» Activity:
Which lines of the records contain the word "below"? Copy each one.

(Beginning of Entries provided)

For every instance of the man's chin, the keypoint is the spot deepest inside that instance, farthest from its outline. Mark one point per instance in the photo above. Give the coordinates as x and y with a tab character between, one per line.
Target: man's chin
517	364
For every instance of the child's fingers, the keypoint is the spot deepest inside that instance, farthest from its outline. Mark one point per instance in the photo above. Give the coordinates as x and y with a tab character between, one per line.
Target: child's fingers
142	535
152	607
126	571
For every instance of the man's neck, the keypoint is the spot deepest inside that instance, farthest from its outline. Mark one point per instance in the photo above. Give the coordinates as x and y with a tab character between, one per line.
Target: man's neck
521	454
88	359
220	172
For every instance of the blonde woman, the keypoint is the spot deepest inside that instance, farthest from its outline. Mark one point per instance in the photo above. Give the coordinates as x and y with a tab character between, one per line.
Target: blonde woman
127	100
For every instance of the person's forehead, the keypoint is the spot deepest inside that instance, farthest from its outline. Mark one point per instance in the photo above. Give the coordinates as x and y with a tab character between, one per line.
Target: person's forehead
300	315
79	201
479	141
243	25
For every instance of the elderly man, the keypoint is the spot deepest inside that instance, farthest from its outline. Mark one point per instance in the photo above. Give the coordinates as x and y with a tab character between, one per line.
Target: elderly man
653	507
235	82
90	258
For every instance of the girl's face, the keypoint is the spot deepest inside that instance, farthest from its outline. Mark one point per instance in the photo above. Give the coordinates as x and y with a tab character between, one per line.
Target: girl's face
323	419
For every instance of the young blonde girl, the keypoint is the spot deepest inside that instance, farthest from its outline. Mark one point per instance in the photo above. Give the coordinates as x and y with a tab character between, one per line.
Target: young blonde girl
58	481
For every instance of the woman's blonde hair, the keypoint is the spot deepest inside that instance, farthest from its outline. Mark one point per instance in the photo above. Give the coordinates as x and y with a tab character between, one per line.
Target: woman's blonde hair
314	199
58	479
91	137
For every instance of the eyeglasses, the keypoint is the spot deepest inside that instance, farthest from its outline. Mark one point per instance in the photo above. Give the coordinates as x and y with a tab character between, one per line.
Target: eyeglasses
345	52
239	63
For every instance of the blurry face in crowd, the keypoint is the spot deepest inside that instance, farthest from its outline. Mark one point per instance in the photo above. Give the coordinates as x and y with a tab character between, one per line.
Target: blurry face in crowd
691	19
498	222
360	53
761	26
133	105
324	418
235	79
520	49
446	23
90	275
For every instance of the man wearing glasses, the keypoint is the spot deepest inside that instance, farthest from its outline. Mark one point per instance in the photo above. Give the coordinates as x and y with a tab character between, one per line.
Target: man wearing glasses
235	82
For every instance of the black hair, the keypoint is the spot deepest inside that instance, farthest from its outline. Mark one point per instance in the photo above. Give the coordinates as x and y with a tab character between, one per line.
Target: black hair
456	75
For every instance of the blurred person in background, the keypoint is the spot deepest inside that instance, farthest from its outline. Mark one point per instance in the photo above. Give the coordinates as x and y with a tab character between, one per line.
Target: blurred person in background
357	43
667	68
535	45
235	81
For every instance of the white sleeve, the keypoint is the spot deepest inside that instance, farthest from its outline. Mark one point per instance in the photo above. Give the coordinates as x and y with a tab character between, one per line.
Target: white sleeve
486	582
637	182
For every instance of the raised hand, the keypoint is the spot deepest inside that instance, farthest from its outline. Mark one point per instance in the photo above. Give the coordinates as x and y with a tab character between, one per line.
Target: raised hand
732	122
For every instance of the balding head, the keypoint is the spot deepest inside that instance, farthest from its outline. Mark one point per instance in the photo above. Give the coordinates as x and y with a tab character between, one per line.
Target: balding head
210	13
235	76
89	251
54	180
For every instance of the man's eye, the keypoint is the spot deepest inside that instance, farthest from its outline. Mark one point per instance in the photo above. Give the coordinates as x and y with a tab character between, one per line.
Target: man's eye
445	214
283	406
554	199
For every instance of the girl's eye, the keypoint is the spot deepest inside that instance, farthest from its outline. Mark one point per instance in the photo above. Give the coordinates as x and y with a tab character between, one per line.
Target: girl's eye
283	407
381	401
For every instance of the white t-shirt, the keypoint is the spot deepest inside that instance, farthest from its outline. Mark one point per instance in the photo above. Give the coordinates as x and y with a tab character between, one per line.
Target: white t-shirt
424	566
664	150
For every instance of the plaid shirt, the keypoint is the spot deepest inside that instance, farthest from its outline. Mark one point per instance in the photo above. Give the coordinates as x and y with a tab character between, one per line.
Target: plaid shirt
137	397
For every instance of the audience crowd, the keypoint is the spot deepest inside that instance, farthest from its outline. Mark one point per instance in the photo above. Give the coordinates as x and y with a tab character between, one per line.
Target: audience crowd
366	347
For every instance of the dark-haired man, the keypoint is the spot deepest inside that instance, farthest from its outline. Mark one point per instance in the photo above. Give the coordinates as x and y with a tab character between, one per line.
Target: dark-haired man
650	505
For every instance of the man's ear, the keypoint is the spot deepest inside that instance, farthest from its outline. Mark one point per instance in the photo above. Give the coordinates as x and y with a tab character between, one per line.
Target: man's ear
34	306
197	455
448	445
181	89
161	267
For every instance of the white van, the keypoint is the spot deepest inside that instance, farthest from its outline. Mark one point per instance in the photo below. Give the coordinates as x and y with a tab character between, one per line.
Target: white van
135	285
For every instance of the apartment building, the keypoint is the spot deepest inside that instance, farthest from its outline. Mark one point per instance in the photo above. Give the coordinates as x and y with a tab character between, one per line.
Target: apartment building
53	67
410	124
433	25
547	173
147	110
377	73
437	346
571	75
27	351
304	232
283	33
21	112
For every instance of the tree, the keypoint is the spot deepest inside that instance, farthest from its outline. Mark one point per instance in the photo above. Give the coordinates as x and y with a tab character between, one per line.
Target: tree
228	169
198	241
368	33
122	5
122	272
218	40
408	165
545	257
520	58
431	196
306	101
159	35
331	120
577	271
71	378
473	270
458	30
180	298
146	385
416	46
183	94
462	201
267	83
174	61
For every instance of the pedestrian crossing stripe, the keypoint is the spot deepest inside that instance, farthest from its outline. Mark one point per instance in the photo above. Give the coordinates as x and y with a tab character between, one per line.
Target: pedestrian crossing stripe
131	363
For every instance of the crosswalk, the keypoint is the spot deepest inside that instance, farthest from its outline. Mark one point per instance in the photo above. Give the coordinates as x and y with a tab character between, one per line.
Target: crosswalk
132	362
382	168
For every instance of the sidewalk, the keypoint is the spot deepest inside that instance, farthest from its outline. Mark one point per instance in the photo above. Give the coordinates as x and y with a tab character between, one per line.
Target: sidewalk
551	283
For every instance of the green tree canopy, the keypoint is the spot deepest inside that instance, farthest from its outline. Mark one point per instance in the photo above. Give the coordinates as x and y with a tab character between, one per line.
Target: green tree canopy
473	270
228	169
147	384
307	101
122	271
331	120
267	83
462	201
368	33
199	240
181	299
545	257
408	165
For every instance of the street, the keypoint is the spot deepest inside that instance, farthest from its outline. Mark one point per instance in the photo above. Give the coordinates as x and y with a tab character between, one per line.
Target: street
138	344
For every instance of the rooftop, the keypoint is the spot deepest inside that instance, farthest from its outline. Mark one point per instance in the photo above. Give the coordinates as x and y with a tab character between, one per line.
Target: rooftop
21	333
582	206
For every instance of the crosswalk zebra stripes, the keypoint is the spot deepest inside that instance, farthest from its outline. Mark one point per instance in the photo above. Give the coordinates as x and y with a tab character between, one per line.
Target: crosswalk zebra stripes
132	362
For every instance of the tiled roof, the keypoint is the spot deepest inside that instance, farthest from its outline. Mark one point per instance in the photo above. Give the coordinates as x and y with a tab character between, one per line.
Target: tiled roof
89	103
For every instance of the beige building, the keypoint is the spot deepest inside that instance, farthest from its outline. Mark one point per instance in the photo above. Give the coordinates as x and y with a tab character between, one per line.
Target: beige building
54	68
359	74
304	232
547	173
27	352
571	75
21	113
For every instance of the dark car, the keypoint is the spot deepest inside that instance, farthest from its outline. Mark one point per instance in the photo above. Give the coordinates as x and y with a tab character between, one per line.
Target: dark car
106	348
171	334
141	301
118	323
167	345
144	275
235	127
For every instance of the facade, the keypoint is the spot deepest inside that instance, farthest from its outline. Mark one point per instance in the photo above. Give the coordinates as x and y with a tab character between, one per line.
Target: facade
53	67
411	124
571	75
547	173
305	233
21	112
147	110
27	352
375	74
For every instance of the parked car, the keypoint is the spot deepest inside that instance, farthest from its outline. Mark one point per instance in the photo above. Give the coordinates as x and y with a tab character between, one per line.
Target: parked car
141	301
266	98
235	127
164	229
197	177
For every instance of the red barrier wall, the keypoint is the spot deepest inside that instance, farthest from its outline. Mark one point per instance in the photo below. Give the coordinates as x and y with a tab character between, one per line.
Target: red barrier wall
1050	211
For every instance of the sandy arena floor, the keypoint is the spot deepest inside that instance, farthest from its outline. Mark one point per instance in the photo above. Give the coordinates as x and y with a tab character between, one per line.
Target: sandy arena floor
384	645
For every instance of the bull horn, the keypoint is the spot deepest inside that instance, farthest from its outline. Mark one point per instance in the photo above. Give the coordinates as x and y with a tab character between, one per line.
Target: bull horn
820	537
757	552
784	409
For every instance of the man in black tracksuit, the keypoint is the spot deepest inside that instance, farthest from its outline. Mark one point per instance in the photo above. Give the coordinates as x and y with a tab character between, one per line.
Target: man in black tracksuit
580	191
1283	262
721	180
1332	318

(End of Entries provided)

» Solution for this problem:
For every instance of the white van, the keypoint is the spot deepest inside that instance, farthest from its outline. Mark one point per instance in the photo below. Give the coordinates as x and y with a tab character between, one per line.
For every instance of the red barrier wall, the keypoint is the spot deepest inside that instance, farthest from its outline. Mark one point per instance in the photo below. Give the coordinates as x and y with a tab character between, one per line.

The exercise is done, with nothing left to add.